§ Problem requirements
Format every one of the records below as a numbered list with one line per item, leaving out blank lines and the pictures.

§ Recorded information
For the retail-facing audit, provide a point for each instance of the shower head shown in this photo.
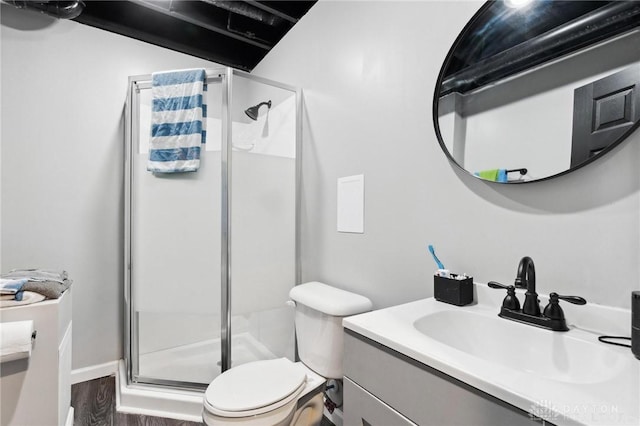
(252, 112)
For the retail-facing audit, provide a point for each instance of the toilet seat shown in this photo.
(255, 388)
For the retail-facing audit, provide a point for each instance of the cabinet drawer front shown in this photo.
(365, 409)
(424, 395)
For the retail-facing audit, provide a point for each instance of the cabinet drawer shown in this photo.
(365, 409)
(424, 395)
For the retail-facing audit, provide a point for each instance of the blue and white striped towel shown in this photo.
(177, 121)
(12, 287)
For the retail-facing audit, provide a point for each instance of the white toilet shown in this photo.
(281, 392)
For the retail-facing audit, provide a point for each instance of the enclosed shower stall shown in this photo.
(210, 256)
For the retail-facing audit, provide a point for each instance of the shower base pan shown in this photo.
(196, 363)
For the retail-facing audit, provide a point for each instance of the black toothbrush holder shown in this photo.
(635, 323)
(454, 289)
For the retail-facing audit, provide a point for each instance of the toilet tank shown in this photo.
(319, 312)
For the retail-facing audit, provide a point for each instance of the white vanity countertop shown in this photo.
(582, 381)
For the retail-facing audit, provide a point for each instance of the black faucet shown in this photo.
(526, 278)
(552, 318)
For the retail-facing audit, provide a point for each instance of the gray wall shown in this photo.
(63, 91)
(368, 70)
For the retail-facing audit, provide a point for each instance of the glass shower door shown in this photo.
(263, 219)
(175, 256)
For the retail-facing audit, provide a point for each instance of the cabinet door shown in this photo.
(365, 409)
(422, 394)
(604, 111)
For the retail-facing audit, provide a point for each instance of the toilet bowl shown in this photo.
(265, 393)
(281, 392)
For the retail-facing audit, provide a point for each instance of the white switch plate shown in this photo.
(351, 204)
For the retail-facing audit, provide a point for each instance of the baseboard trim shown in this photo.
(69, 420)
(94, 372)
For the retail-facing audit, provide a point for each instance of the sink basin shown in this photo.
(557, 356)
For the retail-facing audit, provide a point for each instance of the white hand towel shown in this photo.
(15, 340)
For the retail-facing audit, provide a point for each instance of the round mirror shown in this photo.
(534, 89)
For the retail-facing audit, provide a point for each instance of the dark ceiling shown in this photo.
(233, 33)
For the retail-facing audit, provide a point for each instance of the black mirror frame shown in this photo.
(436, 123)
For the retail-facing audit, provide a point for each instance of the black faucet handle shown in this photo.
(576, 300)
(495, 284)
(554, 311)
(510, 301)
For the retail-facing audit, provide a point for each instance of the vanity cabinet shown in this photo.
(37, 390)
(383, 387)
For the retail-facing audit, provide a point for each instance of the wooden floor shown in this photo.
(94, 404)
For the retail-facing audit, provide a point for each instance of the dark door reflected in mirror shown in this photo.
(533, 90)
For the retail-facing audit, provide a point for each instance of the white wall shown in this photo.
(368, 70)
(63, 91)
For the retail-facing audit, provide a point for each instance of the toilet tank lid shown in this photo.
(329, 300)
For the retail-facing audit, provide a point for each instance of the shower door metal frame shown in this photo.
(226, 75)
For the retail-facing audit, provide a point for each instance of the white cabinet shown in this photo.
(37, 391)
(383, 387)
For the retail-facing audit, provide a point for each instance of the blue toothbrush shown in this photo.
(433, 253)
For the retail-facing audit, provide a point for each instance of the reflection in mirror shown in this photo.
(531, 92)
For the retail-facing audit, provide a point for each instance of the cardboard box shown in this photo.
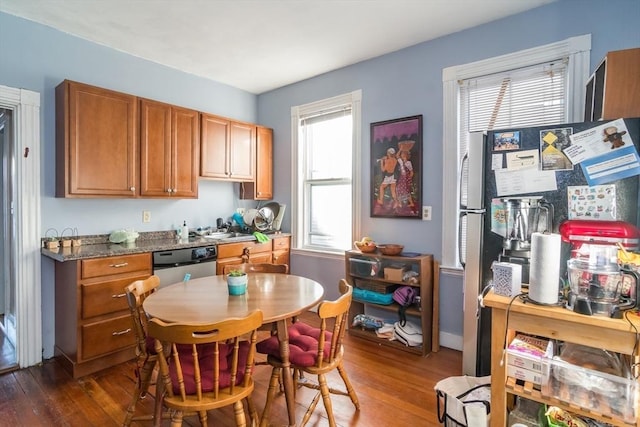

§ Answer for this exercise
1. For the retail-facing audit, provide a point for each instance of the shower head shown in this photo.
2. (252, 112)
3. For the retail-facing audit, provide a point for each instance of the toilet seat shown in this photo.
4. (255, 388)
5. For the retail-facing audit, provide a point for each instance of the cabinet drawer front shown in this photo.
6. (365, 409)
7. (424, 395)
8. For the retail-facing audit, provide a point for each instance of the cabinet drawer shown in this photo.
9. (365, 409)
10. (424, 395)
11. For the retail-facing audit, provide a point for each instance of the blue and white striped towel shown in this photo.
12. (177, 121)
13. (12, 287)
14. For the retail-facing audit, provide a point for each instance of the white toilet shown in this photo.
15. (281, 392)
16. For the retail-facing audit, provide a point for each instance of the enclosed shower stall shown in this photo.
17. (210, 256)
18. For the retail-facing audit, provide a point for each instance of the shower base pan shown in this photo.
19. (196, 363)
20. For the retail-facing audit, provide a point for each instance of the black toothbrush holder shown in this photo.
21. (635, 323)
22. (454, 289)
23. For the retail-facing audit, provide a point for each instance of the toilet tank shown in this photo.
24. (319, 312)
25. For the retail-facing audit, provide a point for each instance of the white vanity countertop shown in this photo.
26. (582, 381)
27. For the retail-facing audit, provide a point for each instance of the black faucet shown in this photo.
28. (526, 278)
29. (552, 318)
30. For the retail-facing audit, provide a point for each instance of the gray wall shown in this photo.
31. (63, 91)
32. (368, 70)
33. For the retail-facing audit, provide a point for each instance of the glass shower door shown in this photo.
34. (263, 219)
35. (175, 256)
36. For the retail-facing audit, provide a point for each instance of the cabinet door shown in this photo.
37. (365, 409)
38. (422, 394)
39. (604, 111)
40. For the retail-facing audit, provide a point for each instance of the toilet bowl shown in this photo.
41. (265, 393)
42. (281, 392)
43. For the retail-facing audit, provide a point for each instance of the white switch plate shown in this photo.
44. (351, 204)
45. For the retail-facing audit, provide a point for each instance of the baseboard trim shown in this photo.
46. (69, 420)
47. (94, 372)
48. For the retail-facing audit, provide a point for each instance of the sink basin shown in this photo.
49. (557, 356)
50. For the retail-facing audit, provide a point for each instance of the white hand towel shown in this photo.
51. (15, 340)
52. For the retail-facing audit, provide a point for each instance of the round mirror shown in this photo.
53. (534, 89)
54. For the retail-facing audit, provide a point for each instance of the dark ceiling shown in this photo.
55. (233, 33)
56. For the retail-facing audit, provide a point for each instance of the black mirror frame shown in this photo.
57. (436, 123)
58. For the retail-facing audit, provide a point for each instance of the black faucet handle shown in this photo.
59. (576, 300)
60. (495, 284)
61. (554, 311)
62. (510, 301)
63. For the retail-facing audit, provide a point for each instance of the vanity cabinet shown in this photo.
64. (37, 390)
65. (383, 387)
66. For the retail-facing audit, provide a point for each instance of the wooden floor shown in this photo.
67. (94, 404)
68. For the retail-facing audit, provide a point for each instance of the dark door reflected in mirror shown in this photo.
69. (533, 90)
70. For the retail-facing audit, provide a point for each instance of the white wall shown in this photo.
71. (368, 70)
72. (63, 91)
73. For the retail-facing audit, provide a point for each instance of the toilet tank lid shown in this photo.
74. (329, 300)
75. For the retail-facing audit, provide a point for each instance of the shower door metal frame shown in this photo.
76. (226, 75)
77. For the retail-facing audit, provide a point for each instance of the white cabinet shown in this photo.
78. (37, 391)
79. (383, 387)
80. For the retail-facing audit, provide a point for each instance of the blue toothbrush shown in this photo.
81. (433, 253)
82. For the retail-facing audit, provide a point for each instance of the reflection in mirror shown in this photo.
83. (531, 92)
84. For the retail-facing audit, provide a point for each instance of the cardboard box shown in this photo.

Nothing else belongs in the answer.